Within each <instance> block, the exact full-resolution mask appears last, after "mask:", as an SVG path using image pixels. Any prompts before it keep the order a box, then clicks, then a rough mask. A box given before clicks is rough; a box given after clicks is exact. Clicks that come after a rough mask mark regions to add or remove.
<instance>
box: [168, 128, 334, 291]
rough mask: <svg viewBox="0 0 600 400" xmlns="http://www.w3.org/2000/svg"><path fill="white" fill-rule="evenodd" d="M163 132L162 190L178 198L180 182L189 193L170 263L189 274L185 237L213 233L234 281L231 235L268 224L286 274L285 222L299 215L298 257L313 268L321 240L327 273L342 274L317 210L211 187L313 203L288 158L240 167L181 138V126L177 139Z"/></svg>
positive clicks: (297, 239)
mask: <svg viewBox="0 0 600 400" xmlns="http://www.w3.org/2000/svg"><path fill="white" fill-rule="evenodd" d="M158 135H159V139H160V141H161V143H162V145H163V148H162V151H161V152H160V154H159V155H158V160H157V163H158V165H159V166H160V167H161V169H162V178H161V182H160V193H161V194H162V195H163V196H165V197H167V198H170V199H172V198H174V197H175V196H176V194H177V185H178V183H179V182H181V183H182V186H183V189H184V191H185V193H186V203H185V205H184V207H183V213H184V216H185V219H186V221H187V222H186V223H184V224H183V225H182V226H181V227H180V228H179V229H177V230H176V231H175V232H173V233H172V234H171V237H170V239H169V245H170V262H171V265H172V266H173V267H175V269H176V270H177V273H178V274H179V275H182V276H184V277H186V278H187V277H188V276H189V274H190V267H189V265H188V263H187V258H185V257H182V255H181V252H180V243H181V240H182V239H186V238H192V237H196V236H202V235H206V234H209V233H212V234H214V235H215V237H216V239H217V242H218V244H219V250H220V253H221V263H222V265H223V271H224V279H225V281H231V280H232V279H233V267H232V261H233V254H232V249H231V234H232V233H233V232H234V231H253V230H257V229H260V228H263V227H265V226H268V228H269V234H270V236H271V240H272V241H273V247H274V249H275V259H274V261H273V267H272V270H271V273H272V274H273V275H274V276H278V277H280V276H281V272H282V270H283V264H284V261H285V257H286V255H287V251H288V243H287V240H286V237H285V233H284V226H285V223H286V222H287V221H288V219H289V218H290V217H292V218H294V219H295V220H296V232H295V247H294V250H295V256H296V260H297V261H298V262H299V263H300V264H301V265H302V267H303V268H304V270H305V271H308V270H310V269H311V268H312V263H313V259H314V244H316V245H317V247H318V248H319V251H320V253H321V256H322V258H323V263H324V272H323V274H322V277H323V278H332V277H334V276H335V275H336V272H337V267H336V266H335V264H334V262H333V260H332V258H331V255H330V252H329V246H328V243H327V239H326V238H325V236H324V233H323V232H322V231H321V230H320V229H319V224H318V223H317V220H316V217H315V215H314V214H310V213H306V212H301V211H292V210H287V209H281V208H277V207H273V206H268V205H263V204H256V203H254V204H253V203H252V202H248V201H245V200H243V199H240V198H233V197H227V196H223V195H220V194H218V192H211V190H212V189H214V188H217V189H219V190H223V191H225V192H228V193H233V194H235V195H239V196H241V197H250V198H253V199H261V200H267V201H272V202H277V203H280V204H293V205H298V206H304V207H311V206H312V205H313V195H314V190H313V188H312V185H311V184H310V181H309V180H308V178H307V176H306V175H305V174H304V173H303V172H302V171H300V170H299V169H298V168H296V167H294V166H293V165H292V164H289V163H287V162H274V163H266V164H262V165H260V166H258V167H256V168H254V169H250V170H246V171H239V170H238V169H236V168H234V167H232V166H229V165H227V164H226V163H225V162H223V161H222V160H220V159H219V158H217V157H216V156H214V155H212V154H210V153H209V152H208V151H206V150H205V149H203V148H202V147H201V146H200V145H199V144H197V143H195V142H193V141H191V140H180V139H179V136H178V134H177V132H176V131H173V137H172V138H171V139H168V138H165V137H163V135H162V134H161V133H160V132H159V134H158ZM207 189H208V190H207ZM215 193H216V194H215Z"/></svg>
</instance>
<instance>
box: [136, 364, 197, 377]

> _Instructions to follow_
In the rows, from the first line through the line containing "positive clicks: (297, 239)", rename "rough mask" to "coarse mask" and give those lines back with nothing else changed.

> _Output of the exercise_
Within each <instance> block, the exact full-resolution mask appears last, after "mask:", as an SVG path using image pixels. Any prompts before it keep the order a box, then clicks, then a coarse mask. A box given before clicks is rough; a box given after clicks is exact. Clicks that come after a coarse mask mark regions to add or remove.
<instance>
box: [168, 128, 334, 291]
coarse mask: <svg viewBox="0 0 600 400" xmlns="http://www.w3.org/2000/svg"><path fill="white" fill-rule="evenodd" d="M163 132L162 190L178 198L180 182L189 193L170 263L189 274L185 237L213 233L234 281L231 235L268 224L286 274L285 222L299 215L298 257L313 268L321 240L327 273L342 274L317 210L211 187L313 203L288 158L240 167L181 138V126L177 139Z"/></svg>
positive clicks: (297, 239)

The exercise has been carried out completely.